--- Exercise set ---
**1.** In the passage on pushing through plateaus, reproduce the stretch from "This quote from" through "weeks—a great victory!", substituting "obstacles" for "plateaus".
**2.** Answer these questions from the passage on pushing through plateaus:
(a) Who is quoted in the passage?
(b) What does the writer believe was the key?
(c) After how many weeks did the weight start dropping again?
**3.** Condense the paragraph of the passage on pushing through plateaus that begins "We all have the tools" into a brief list that keeps its main facts.

--- Document section ---
This quote from Bruce Lee sums it up: “If you always put limits on everything you do, physical or anything else, it will spread into your work and into your life. There are no limits. There are only plateaus, and you must not stay there. You must go beyond them.”
We all have the tools with which to push through the plateaus. Through this challenging time, I stuck with my workouts, slept well, supplemented with nutrition, continued healthy eating and focused on enjoying the ride. I believe staying consistent was the key and the weight started dropping again after three weeks—a great victory!

--- Listed entries ---
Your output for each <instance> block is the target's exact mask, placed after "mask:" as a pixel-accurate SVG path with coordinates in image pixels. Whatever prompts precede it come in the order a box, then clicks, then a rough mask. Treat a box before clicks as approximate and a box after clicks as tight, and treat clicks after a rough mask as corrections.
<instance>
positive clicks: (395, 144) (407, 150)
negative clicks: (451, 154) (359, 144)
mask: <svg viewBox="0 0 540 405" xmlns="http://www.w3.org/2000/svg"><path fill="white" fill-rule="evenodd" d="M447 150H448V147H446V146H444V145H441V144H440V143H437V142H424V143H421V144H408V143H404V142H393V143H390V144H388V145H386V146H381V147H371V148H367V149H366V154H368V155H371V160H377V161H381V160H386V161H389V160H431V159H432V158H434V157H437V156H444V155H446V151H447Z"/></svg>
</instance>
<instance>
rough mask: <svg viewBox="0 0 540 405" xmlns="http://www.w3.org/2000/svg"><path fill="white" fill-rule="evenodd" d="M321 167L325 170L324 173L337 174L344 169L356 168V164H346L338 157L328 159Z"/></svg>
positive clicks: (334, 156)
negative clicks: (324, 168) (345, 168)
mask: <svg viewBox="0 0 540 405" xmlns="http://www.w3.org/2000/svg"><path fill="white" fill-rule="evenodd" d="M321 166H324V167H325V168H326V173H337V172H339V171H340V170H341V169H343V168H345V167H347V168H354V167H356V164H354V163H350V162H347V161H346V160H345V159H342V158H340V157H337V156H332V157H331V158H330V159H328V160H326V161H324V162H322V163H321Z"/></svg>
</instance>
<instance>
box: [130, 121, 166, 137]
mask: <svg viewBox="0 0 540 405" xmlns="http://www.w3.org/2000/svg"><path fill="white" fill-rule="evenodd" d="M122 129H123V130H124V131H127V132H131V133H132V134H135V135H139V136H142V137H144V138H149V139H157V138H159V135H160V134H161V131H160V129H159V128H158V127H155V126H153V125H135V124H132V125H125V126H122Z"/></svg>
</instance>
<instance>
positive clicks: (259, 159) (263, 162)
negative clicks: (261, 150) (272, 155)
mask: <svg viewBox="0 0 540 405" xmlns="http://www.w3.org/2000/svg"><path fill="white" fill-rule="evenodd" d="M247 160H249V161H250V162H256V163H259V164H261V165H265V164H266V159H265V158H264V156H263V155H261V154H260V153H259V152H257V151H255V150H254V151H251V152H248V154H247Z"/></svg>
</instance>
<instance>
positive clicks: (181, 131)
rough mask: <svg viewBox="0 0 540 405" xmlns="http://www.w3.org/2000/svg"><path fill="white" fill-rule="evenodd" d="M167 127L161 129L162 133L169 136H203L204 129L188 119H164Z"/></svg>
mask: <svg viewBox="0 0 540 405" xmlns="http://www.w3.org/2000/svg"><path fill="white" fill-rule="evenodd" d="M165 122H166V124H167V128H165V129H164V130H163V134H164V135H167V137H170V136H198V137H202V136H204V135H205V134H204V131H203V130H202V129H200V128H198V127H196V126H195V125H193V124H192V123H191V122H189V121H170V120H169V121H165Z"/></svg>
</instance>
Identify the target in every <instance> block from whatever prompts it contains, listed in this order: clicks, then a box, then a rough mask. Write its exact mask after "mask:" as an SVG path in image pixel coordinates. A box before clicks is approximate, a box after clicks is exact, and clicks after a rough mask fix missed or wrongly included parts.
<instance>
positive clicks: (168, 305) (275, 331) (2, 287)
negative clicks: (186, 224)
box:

--- List of answers ---
**1.**
This quote from Bruce Lee sums it up: “If you always put limits on everything you do, physical or anything else, it will spread into your work and into your life. There are no limits. There are only obstacles, and you must not stay there. You must go beyond them.”
We all have the tools with which to push through the obstacles. Through this challenging time, I stuck with my workouts, slept well, supplemented with nutrition, continued healthy eating and focused on enjoying the ride. I believe staying consistent was the key and the weight started dropping again after three weeks—a great victory!

**2.**
(a) Bruce Lee
(b) Staying consistent
(c) Three weeks

**3.**
- Everyone has the tools to push through plateaus.
- During this challenging time, the writer kept up workouts, slept well, supplemented with nutrition, kept eating healthily, and focused on enjoying the ride.
- The writer believes consistency was the key.
- The weight started dropping again after three weeks.